Each entry below should be returned exactly as is, with the pictures removed.

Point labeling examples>
====
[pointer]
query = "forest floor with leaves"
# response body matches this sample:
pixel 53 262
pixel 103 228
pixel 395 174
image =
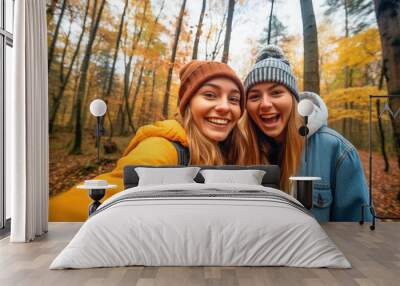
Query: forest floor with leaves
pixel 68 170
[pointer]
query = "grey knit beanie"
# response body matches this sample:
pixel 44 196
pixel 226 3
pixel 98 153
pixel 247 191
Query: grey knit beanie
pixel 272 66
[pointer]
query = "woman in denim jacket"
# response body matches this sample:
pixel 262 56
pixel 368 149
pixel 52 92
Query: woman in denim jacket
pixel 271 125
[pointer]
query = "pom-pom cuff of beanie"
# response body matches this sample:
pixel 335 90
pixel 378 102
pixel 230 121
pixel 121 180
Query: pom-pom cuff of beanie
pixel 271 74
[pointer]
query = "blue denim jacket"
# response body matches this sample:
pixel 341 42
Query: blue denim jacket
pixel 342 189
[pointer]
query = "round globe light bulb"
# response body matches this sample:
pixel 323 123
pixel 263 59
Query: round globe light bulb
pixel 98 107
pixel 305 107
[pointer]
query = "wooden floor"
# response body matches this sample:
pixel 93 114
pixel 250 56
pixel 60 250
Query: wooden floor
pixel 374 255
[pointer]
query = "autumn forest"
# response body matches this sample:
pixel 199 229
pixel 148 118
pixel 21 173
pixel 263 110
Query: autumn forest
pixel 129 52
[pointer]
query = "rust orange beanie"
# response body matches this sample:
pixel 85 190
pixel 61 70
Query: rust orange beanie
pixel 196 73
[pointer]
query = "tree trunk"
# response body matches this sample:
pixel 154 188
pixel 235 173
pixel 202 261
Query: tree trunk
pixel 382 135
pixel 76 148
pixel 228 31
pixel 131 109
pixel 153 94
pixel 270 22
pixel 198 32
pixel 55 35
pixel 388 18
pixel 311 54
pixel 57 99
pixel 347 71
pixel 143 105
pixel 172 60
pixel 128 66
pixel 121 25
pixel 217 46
====
Expected answer>
[pointer]
query = "forest floor with leaves"
# response body matches this sample:
pixel 53 262
pixel 103 228
pixel 395 174
image =
Query: forest floor with leaves
pixel 68 170
[pointer]
query = "grey knit beanie"
# response body matches this sample:
pixel 44 196
pixel 226 3
pixel 98 153
pixel 247 191
Query: grey knit beanie
pixel 272 66
[pointer]
query = "woman in denim jacket"
# response body matches this sample:
pixel 262 56
pixel 368 149
pixel 52 92
Query: woman in denim jacket
pixel 271 125
[pointer]
query = "pom-pom cuff of beanie"
# response body matches this sample:
pixel 335 90
pixel 378 102
pixel 230 121
pixel 121 180
Query: pom-pom cuff of beanie
pixel 271 74
[pointer]
query = "blue denim jacket"
# response body matches this sample:
pixel 341 42
Query: blue denim jacket
pixel 342 189
[pointer]
query = "round globe light bulb"
# response body matches this sample:
pixel 323 123
pixel 263 59
Query: round globe light bulb
pixel 98 107
pixel 305 107
[pointer]
query = "wooden floor"
# response body matches this sample:
pixel 93 114
pixel 250 56
pixel 60 250
Query: wooden floor
pixel 374 255
[pointer]
query = "autumn forest"
# response body matches this sample:
pixel 199 229
pixel 148 118
pixel 21 173
pixel 263 110
Query: autumn forest
pixel 129 52
[pointer]
query = "rust orange beanie"
# response body matches this sample:
pixel 85 190
pixel 61 70
Query: rust orange beanie
pixel 196 73
[pointer]
query = "tree trunk"
# response body matches this sample:
pixel 154 188
pixel 235 173
pixel 202 261
Query: tree trunk
pixel 382 135
pixel 76 148
pixel 228 31
pixel 131 109
pixel 153 94
pixel 270 22
pixel 198 32
pixel 55 35
pixel 388 18
pixel 311 54
pixel 57 99
pixel 347 71
pixel 143 105
pixel 172 60
pixel 128 66
pixel 121 25
pixel 217 46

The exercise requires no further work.